# Okunacak Metin:
+ + + + +

MELÜL MELÜL BAKTI KARINCALARI YEDİ!

               

 

                   MELÜL MELÜL BAKTI KARINCALARI YEDİ!

 

         “MERAK” Arapça bir ad… Bir konuyu araştırmak, bir yeri görmek, bir olayı incelemek ve anlamakla ilgili; heves, kaygı, tasa gibi içten gelen isteğe merak deniliyor. İnsanlar merak ettiği bir soruya cevap bulmak için çeşitli yollara başvurur ve hatta bazen bu yolda hayatlarını bile kaybedenlere rastlanır.

          İNSAN merakı geniş boyutludur, ölçüsü ve sınırı kişinin karakter yapısıyla eş değerdir. Ancak bu noktada; bilimsel eğitim, doğru düşünme yeteneği, başarılı algılama ile zihinde tasarım yetisi önem arz eder. Bazı insan karakterinde merak duygusu az geliştiğinden, o kişi için: ”Dünya yıkılsa umurunda değildir, kaygılanmaz, hiçbir şeyi merak etmez.” diye tanımlanır. Öte taraftan bazıları karikatürize edilerek “Meraklı Melâhat veya meraklı turşucu” tiplemesi ile anılır. Bunlar; ilgisi olmasa da, her şeyi öğrenmek bilmek ister ve sadece kendisi için araştırır. Sorar soruşturur üstüne üstlük sonuç alıncaya kadar da çabasından vazgeçmez. Çünkü merak, insanın bastırılamayan duygusudur.

+ + + + +

# Verilen Bilgiler:

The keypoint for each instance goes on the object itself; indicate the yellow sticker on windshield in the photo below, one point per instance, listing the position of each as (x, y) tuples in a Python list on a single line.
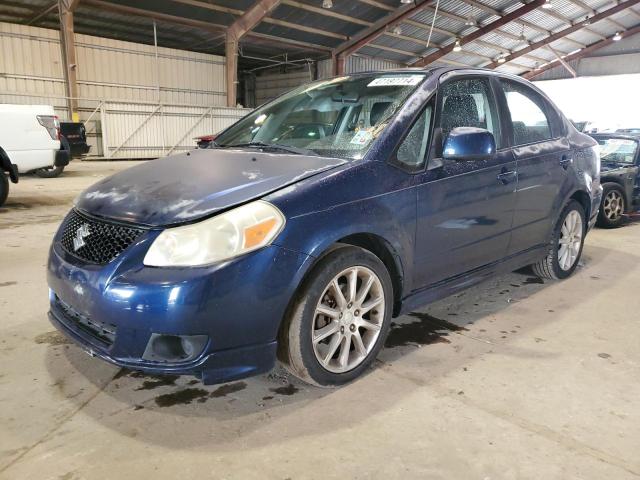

+ + + + +

# Yapılacak İş:
Lütfen merak konulu metnin "İNSAN merakı geniş" ile "insanın bastırılamayan duygusudur." arasındaki bölümünü, ikisi de dahil olmak üzere, "bilimsel eğitim" yerine "akademik eğitim" koyarak yeniden yazın. Buradaki malzemenin merak konulu metinle hiçbir ilgisi yoktur.

# Görevin Cevabı:
İNSAN merakı geniş boyutludur, ölçüsü ve sınırı kişinin karakter yapısıyla eş değerdir. Ancak bu noktada; akademik eğitim, doğru düşünme yeteneği, başarılı algılama ile zihinde tasarım yetisi önem arz eder. Bazı insan karakterinde merak duygusu az geliştiğinden, o kişi için: ”Dünya yıkılsa umurunda değildir, kaygılanmaz, hiçbir şeyi merak etmez.” diye tanımlanır. Öte taraftan bazıları karikatürize edilerek “Meraklı Melâhat veya meraklı turşucu” tiplemesi ile anılır. Bunlar; ilgisi olmasa da, her şeyi öğrenmek bilmek ister ve sadece kendisi için araştırır. Sorar soruşturur üstüne üstlük sonuç alıncaya kadar da çabasından vazgeçmez. Çünkü merak, insanın bastırılamayan duygusudur.